> _Stored dataset items_
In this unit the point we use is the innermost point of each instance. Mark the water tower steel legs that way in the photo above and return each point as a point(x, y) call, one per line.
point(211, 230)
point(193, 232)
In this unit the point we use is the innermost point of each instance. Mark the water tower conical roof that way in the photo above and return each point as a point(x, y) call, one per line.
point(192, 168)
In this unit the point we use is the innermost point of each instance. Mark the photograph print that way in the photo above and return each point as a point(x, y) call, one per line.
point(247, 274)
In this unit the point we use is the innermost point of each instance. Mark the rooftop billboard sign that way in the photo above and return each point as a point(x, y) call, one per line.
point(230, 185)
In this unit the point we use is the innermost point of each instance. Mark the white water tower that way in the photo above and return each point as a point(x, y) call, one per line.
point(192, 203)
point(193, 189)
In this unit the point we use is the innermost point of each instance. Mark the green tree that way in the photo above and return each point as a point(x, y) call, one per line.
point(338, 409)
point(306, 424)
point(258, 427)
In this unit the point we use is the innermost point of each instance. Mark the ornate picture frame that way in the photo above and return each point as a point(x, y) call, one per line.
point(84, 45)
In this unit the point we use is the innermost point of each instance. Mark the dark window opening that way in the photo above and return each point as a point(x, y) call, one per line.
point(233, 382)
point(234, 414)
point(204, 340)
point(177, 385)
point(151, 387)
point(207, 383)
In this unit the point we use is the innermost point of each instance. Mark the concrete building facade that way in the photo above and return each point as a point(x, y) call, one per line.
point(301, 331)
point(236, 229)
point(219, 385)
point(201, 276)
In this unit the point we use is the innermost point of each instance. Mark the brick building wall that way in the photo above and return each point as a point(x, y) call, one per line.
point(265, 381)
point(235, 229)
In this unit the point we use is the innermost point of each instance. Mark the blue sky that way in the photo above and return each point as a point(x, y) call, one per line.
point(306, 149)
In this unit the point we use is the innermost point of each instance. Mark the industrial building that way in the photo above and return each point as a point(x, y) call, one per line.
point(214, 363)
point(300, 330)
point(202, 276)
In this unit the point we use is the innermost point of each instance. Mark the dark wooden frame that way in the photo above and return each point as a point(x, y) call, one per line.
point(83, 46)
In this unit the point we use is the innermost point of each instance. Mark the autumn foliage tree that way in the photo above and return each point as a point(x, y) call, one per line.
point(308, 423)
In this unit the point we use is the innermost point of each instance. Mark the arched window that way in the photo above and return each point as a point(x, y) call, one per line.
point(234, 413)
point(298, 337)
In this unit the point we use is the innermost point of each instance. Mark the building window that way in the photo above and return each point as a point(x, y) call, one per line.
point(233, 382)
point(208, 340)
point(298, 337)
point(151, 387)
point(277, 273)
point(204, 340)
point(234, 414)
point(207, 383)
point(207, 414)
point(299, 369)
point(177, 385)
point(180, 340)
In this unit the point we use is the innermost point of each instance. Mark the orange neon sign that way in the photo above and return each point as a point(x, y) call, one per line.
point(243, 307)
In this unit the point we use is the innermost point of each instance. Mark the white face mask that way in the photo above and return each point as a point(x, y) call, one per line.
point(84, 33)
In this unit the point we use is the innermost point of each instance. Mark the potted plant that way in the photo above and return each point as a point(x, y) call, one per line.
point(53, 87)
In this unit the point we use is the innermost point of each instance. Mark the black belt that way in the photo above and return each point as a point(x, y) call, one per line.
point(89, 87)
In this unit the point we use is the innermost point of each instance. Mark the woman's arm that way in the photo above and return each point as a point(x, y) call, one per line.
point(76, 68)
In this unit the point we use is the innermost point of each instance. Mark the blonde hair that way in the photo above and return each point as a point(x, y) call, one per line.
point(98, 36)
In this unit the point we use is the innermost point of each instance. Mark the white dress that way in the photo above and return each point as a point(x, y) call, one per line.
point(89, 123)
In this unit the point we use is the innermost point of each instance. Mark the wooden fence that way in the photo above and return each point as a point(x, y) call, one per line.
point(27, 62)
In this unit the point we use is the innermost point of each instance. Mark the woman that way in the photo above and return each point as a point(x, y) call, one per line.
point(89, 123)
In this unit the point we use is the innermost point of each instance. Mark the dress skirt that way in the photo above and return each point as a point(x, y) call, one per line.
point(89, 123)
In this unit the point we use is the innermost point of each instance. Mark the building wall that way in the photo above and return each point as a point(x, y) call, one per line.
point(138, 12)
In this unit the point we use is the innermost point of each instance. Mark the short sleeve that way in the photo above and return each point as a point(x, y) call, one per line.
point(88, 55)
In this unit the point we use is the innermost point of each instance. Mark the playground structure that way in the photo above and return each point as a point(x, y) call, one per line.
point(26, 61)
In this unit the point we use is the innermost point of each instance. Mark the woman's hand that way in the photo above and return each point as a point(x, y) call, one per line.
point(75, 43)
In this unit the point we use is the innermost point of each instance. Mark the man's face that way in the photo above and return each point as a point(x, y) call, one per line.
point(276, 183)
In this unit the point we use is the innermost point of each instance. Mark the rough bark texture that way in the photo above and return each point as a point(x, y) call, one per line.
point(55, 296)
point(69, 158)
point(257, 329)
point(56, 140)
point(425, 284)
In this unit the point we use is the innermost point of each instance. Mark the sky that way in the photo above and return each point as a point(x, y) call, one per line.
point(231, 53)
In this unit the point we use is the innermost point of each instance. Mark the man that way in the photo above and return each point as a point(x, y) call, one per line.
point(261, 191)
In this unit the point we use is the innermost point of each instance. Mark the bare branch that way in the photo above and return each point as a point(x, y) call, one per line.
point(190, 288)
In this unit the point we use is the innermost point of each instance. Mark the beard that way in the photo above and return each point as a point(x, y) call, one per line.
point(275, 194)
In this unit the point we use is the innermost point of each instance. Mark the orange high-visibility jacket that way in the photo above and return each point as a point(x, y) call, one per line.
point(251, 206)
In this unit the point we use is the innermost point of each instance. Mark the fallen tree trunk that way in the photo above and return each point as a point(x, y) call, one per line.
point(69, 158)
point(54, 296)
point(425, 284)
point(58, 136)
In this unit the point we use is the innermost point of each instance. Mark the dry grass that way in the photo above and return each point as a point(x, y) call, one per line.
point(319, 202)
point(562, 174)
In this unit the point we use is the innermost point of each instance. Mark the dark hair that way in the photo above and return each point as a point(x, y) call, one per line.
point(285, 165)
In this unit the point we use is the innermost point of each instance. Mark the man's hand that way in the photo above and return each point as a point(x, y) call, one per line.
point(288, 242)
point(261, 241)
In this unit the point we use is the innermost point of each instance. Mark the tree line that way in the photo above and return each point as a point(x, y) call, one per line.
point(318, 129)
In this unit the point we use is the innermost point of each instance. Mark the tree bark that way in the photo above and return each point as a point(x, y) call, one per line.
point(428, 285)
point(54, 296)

> _SHORT PROBLEM_
Each line of the listing above should be output exactly.

> _RESPONSE FOR THIS EXERCISE_
In this unit the point we use is the innermost point of each instance. Mark the water tower steel legs that way in the photo above and return each point as a point(x, y) call, one per line.
point(211, 230)
point(193, 232)
In this unit the point we use is the innermost point of each instance. Mark the water tower conical roof that way in the photo above and return each point as a point(x, y) call, one per line.
point(192, 168)
In this unit the point we use is the innermost point of each instance. Mark the photograph print that way in the photo above and return each point as a point(x, y) call, one per line.
point(247, 274)
In this unit the point we use is the innermost point of each instance. Mark the rooftop billboard sign that way in the photo above and return each point as a point(x, y) call, one per line.
point(230, 185)
In this unit the point we use is the innermost point of each instance. Mark the white water tower that way in the photo above and return each point as a point(x, y) call, one per line.
point(192, 203)
point(193, 189)
In this unit the point we use is the innermost point of each instance. Mark the green tree that way in the photo above and return each point as a point(x, y) call, one per line.
point(338, 409)
point(306, 424)
point(258, 427)
In this unit the point we use is the innermost point of each instance. Mark the ornate picture frame that way in the photo above and return each point as a point(x, y) call, one per line.
point(84, 45)
In this unit the point we use is the innermost point of each instance. Mark the dark window opening that way in the photo above and return each point as a point(x, y) call, one per line.
point(233, 382)
point(234, 414)
point(204, 340)
point(177, 385)
point(151, 387)
point(207, 383)
In this unit the point we use is the innermost point of each instance. Mark the concrete building facade that way in the photo above and return each point as a point(x, y) call, one per line.
point(301, 331)
point(236, 229)
point(219, 385)
point(201, 276)
In this unit the point we use is the innermost point of each instance. Mark the brick building wall that way in the photo above and return each point as a point(x, y) call, one per line.
point(265, 381)
point(235, 229)
In this unit the point we use is the innermost point of each instance. Mark the blue sky that way in the photo above and return each point as a point(x, y) call, one per line.
point(306, 149)
In this unit the point we use is the innermost point of each instance. Mark the industrial building that way in the photo above and return each point as a point(x, y) call, one per line.
point(214, 363)
point(300, 330)
point(202, 276)
In this unit the point we use is the innermost point of each instance. Mark the dark wooden frame that way in the photo above and return each point as a point(x, y) call, one per line.
point(83, 46)
In this unit the point we use is the innermost point of each instance. Mark the autumn foliage tree that way in the photo above and return each point as a point(x, y) call, one per line.
point(308, 423)
In this unit the point we use is the innermost point of each instance. Mark the arched window that way in the photo above and return each point as a point(x, y) call, one per line.
point(234, 413)
point(298, 337)
In this unit the point we use is the innermost point of each instance. Mark the building window that way in the photo above and return each point as a point(x, y) call, one per line.
point(233, 382)
point(208, 340)
point(298, 337)
point(151, 387)
point(277, 273)
point(204, 340)
point(234, 414)
point(207, 383)
point(207, 414)
point(299, 369)
point(177, 385)
point(180, 340)
In this unit the point we use is the innermost point of each instance. Mark the orange neon sign that way in the photo above and return each point as a point(x, y) call, one per line.
point(243, 307)
In this unit the point we use is the innermost point of each instance. Mark the white face mask that way in the photo above and return each point as a point(x, y) call, one per line.
point(84, 33)
In this unit the point we use is the innermost point of each instance. Mark the potted plant that way in the photo above and return each point as a point(x, y) call, one per line.
point(53, 87)
In this unit the point we use is the innermost point of each instance. Mark the black belt that way in the photo above and return each point as a point(x, y) call, one per line.
point(89, 87)
In this unit the point we use is the innermost point of each instance. Mark the woman's arm that way in the photo above and return each point as a point(x, y) call, one per line.
point(76, 68)
In this unit the point we use is the innermost point of each instance. Mark the blonde hair that way in the photo above and return each point as a point(x, y) call, one per line.
point(98, 36)
In this unit the point we use is the innermost point of each instance. Mark the white dress that way in the photo above and return each point as a point(x, y) call, one per line.
point(89, 123)
In this unit the point we use is the innermost point of each instance. Mark the wooden fence that way in the photo above and return each point as a point(x, y) call, one per line.
point(27, 62)
In this unit the point we use is the innermost point of each instance. Mark the woman that way in the photo above and return each point as a point(x, y) call, one per line.
point(89, 123)
In this unit the point we use is the innermost point of each instance. Mark the dress skirt that way in the photo above and return each point as a point(x, y) call, one per line.
point(89, 123)
In this unit the point we use is the innermost point of each instance. Mark the building wall that way in the photo above and return each point as a point(x, y) call, one per line.
point(138, 12)
In this unit the point we use is the innermost point of each instance. Mark the short sleeve that way in the photo above and return each point as a point(x, y) call, one per line.
point(88, 55)
In this unit the point we use is the innermost point of each instance. Mark the playground structure that way in the photo above and return each point as a point(x, y) call, one per line.
point(26, 61)
In this unit the point we use is the innermost point of each instance. Mark the woman's hand that way in the photo above and return each point as a point(x, y) call, one per line.
point(75, 43)
In this unit the point we use is the innermost point of each instance. Mark the man's face that way in the photo above and return each point as a point(x, y) call, one per line.
point(276, 183)
In this unit the point we use is the innermost point of each instance. Mark the rough bark texture that way in the photo above and return each point as a point(x, y) call, one per line.
point(55, 296)
point(69, 158)
point(257, 329)
point(56, 140)
point(425, 284)
In this unit the point we use is the innermost point of each instance. Mark the sky that way in the photo above and return each point as a point(x, y) call, one per line.
point(231, 53)
In this unit the point we use is the innermost point of each instance. Mark the man that way in the photo above and return each point as a point(x, y) call, one per line.
point(261, 191)
In this unit the point we use is the innermost point of each instance. Mark the bare branch that way in the photo above and return each point as a point(x, y) call, one per line.
point(190, 288)
In this unit the point we use is the innermost point of each instance. Mark the beard that way in the photo above and return each point as a point(x, y) call, one per line.
point(275, 194)
In this unit the point we use is the innermost point of each instance. Mark the orange high-visibility jacket that way in the photo above and return each point as a point(x, y) call, one per line.
point(251, 206)
In this unit the point we use is the innermost point of each instance. Mark the fallen tree trunk that way in the photo above and return each point as a point(x, y) call, one per line.
point(69, 158)
point(54, 296)
point(425, 284)
point(58, 136)
In this unit the point we use is the innermost point of each instance. Mark the dry grass that way in the photo above and return each point as a point(x, y) call, one per line.
point(319, 202)
point(562, 174)
In this unit the point we use is the innermost point of each instance. Mark the dark hair that way in the photo above and return each point as a point(x, y) call, one per line.
point(285, 165)
In this unit the point we use is the innermost point of each instance. Mark the man's hand that way in the photo above and return each point as a point(x, y) call, one per line.
point(288, 242)
point(261, 241)
In this unit the point we use is the innermost point of each instance. Mark the tree line that way in the photo above and return each point as a point(x, y) call, one per line.
point(318, 129)
In this unit the point we use is the innermost point of each instance. Mark the tree bark that way in the photo above and return each point as a point(x, y) call, one per line.
point(428, 285)
point(54, 296)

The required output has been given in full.